Collection entries
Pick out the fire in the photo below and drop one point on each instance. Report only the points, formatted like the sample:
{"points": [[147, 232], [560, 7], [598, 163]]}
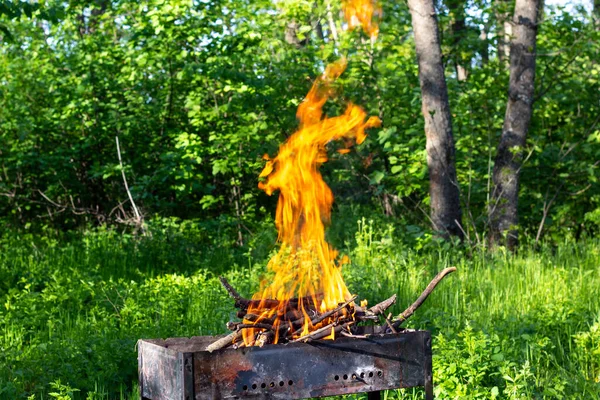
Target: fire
{"points": [[361, 12], [306, 279]]}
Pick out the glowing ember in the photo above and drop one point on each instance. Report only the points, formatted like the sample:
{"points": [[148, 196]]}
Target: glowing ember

*Directions for this task*.
Copy every item above word for word, leaving the pictures out of your answer.

*Task response*.
Pick out the fire in the photo below and drop one point on each instance. Report only the points, formatted like the sample:
{"points": [[147, 232], [560, 7], [598, 163]]}
Target: fire
{"points": [[361, 12], [306, 279]]}
Pick out the glowing ember in the photo above and drop one point on each instance. Report only the points, formatted like the sample:
{"points": [[148, 196]]}
Target: glowing ember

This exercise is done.